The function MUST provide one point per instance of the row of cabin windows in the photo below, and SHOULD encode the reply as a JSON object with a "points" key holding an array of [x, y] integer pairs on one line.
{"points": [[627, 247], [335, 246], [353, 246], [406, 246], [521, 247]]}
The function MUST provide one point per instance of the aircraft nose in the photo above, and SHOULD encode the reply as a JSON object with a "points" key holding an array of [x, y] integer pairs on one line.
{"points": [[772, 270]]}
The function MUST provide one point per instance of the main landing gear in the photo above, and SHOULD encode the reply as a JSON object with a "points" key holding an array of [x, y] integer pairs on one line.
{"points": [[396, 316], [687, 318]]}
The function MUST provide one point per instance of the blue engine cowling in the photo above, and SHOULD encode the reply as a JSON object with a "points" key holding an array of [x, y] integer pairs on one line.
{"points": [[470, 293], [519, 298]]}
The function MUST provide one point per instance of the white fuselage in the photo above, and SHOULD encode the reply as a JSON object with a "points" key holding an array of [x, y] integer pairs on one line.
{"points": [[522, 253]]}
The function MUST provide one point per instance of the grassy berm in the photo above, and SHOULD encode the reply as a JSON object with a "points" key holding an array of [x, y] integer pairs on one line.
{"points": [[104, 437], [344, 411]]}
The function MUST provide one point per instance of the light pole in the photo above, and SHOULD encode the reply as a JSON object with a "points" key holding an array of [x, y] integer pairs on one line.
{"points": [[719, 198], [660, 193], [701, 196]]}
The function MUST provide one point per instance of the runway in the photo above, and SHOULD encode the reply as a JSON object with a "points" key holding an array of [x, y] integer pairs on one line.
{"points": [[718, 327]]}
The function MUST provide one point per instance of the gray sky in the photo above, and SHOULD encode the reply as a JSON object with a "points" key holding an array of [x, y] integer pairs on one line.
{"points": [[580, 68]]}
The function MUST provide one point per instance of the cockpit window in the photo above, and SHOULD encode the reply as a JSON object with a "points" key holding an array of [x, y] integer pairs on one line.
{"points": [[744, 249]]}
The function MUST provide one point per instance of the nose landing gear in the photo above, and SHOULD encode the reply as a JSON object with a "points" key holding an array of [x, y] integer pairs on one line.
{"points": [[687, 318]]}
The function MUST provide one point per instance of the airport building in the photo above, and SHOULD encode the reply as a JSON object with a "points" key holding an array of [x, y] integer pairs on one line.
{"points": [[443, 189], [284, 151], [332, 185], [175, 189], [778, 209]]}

========================================================================

TASK GOAL :: Everything from the line with "The function MUST provide one point per instance of the blue" to the end of the listing above needs to be duplicated exactly, both end lines included, with nothing more.

TASK SOLUTION ::
The function MUST provide one point per instance of the blue engine cowling in the photo above, and SHOULD encode the reply as a JSON object with a "points" key holding an array of [x, y] integer pairs on one line.
{"points": [[470, 293], [519, 298]]}
The function MUST provide one point per instance of the white fuselage in the photo above, and SHOULD encode the reply as a JSON object with a "points" key holding an array of [x, y] integer pairs on one line.
{"points": [[522, 253]]}
The function MUST provide one point per instance of the grassy berm in the photo above, and SHOULD encode the reply as a JSON object with a "points" key holding an array of [x, y] integer pairs on one line.
{"points": [[104, 437], [344, 411]]}
The function MUST provide one point per instance of the light pole in the photo above, and SHOULD encode the reply as a JSON object with a "points" key holding an array of [x, y] integer pairs on one line.
{"points": [[719, 198], [660, 193], [701, 196]]}
The function MUST provide one point per instance of the runway in the photo above, and SHOULD encode the reply as a JSON object with a "points" key holding an array of [x, y] integer pairs on one line.
{"points": [[718, 327]]}
The function MUST provide one point per instance of the gray sky in the photo above, and SHOULD encode the reply as a JSON object with a "points" key holding an array of [x, y] integer pairs on one line.
{"points": [[580, 68]]}
The function MUST provide one point per instance of the cockpit window in the photo above, and SHOULD encode the reply as a JSON object with a "points" key holding an array of [x, y] integer pairs on one line.
{"points": [[744, 249]]}
The function MUST provide one point per instance of the nose landing gear in the photo above, and SHOULD encode the reply as a JSON object with a "points" key holding an array of [x, y] integer pairs on one line.
{"points": [[687, 318]]}
The function MUST provide one point per instance of the airport building in the photo above, and SHOULD encode the reply as a JSON object with a "points" key holding an array of [x, y] integer pairs on one line.
{"points": [[443, 189], [284, 151], [332, 185], [175, 189], [778, 209]]}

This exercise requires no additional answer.